*What to produce*:
Write out all of the material below, requests included, and shift every x and y coordinate in the answers up by 75. Leave the numbers in the requests and their format samples as they are.

*Raw records*:

______________________________

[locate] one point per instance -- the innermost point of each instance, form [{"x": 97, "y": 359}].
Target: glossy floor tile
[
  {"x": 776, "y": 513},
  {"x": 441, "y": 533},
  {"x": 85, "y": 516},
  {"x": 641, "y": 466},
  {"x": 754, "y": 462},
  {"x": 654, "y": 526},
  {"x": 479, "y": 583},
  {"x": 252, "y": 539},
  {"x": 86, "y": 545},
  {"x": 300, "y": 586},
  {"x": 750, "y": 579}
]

______________________________

*Answer for the task*:
[locate] one point per instance -- the innermost point of each instance, form [{"x": 97, "y": 359}].
Target: glossy floor tile
[
  {"x": 851, "y": 588},
  {"x": 516, "y": 608},
  {"x": 160, "y": 591},
  {"x": 716, "y": 541},
  {"x": 829, "y": 537},
  {"x": 729, "y": 601},
  {"x": 554, "y": 658},
  {"x": 327, "y": 614},
  {"x": 161, "y": 620},
  {"x": 375, "y": 661},
  {"x": 825, "y": 654}
]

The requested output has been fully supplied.